** Exercise instructions **
Please lay out the lines below as a Markdown table with the columns "Row" and "Line text", starting at the line that has "For each target" and stopping after the line that has "positive clicks: (544, 223) (535, 226)". Number each row and omit blank lines.

** Material provided **
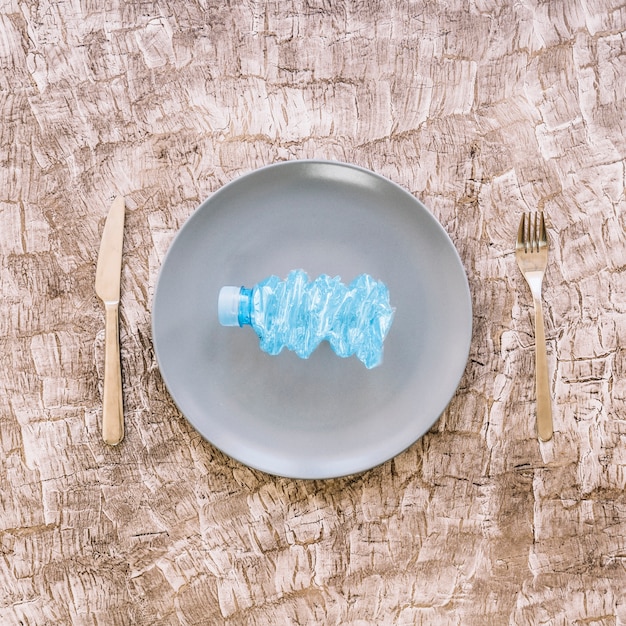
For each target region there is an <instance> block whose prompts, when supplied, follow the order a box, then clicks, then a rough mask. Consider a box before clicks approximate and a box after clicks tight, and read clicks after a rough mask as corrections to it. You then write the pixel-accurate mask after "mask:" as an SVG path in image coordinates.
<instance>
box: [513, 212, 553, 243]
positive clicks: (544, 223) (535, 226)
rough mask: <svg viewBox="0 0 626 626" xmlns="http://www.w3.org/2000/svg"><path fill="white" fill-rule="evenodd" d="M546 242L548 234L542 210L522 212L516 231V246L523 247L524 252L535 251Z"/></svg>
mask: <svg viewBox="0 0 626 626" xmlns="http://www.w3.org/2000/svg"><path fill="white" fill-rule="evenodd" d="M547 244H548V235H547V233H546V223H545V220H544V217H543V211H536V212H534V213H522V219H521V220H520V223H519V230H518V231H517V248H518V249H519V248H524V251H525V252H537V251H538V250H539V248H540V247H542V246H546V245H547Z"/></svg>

==

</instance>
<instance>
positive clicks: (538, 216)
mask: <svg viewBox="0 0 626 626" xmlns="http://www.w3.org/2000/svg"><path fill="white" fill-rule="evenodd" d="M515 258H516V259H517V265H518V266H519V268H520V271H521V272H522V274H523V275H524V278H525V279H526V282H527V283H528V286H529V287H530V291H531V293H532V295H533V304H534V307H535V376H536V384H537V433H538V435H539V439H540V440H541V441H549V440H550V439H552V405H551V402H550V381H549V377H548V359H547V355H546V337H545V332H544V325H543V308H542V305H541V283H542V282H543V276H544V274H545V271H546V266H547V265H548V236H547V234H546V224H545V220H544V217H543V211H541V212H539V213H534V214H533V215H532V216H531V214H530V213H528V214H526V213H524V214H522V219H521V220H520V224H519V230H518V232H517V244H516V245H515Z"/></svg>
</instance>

** Answer space **
| Row | Line text |
|---|---|
| 1 | For each target region there is an <instance> block whose prompts, when supplied, follow the order a box, then clicks, then a rough mask. Consider a box before clicks approximate and a box after clicks tight, and read clicks after a rough mask as corrections to it. You then write the pixel-accurate mask after "mask:" as an SVG path in image coordinates. |
| 2 | <instance> |
| 3 | box: [513, 212, 553, 243] |
| 4 | positive clicks: (544, 223) (535, 226) |